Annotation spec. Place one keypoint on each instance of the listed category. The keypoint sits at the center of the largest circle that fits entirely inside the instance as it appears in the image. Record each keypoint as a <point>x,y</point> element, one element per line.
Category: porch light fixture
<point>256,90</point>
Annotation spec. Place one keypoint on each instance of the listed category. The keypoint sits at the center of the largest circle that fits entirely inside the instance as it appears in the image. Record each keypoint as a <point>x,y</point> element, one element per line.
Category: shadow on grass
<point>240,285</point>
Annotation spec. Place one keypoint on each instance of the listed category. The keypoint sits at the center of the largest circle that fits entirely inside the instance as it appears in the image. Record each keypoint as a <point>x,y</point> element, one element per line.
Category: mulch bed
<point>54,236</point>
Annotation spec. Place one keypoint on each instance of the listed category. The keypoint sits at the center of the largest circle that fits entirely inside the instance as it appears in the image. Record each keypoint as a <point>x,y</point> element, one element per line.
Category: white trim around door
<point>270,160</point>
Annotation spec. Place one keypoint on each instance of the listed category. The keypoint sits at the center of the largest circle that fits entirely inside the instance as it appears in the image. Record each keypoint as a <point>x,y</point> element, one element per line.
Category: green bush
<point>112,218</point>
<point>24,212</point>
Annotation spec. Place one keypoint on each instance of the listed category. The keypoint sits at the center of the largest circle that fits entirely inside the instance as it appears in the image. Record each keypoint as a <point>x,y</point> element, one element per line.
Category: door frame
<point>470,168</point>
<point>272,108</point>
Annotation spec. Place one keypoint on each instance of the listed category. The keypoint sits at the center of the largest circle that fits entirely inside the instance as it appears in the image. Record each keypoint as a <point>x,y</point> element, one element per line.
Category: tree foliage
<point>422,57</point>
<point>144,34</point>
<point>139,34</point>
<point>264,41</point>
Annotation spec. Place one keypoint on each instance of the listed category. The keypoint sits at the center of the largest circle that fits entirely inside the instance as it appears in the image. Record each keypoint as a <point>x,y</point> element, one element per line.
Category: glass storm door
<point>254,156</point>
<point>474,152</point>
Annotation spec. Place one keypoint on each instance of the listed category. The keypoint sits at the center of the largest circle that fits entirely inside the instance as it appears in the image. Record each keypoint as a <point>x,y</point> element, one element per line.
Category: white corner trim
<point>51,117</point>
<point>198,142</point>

#### SET EXERCISE
Print everything from the start of the data above down through the line containing "<point>240,285</point>", both included, reproducing each line word for word.

#### RESPONSE
Annotation spec. Place one keypoint on each instance of the listed category. The keypoint sits at the center of the largest circle that fits entirely inside the instance as it appears in the image. Record each keypoint as a <point>x,y</point> element, one element per line.
Category: porch light fixture
<point>256,90</point>
Annotation spec. Place one keypoint on each instance of the listed category. The keypoint sits at the center of the largest circle that fits entirely inside the instance as it appears in the image. Record each keypoint as a <point>x,y</point> element, one element per line.
Category: shadow on grass
<point>240,285</point>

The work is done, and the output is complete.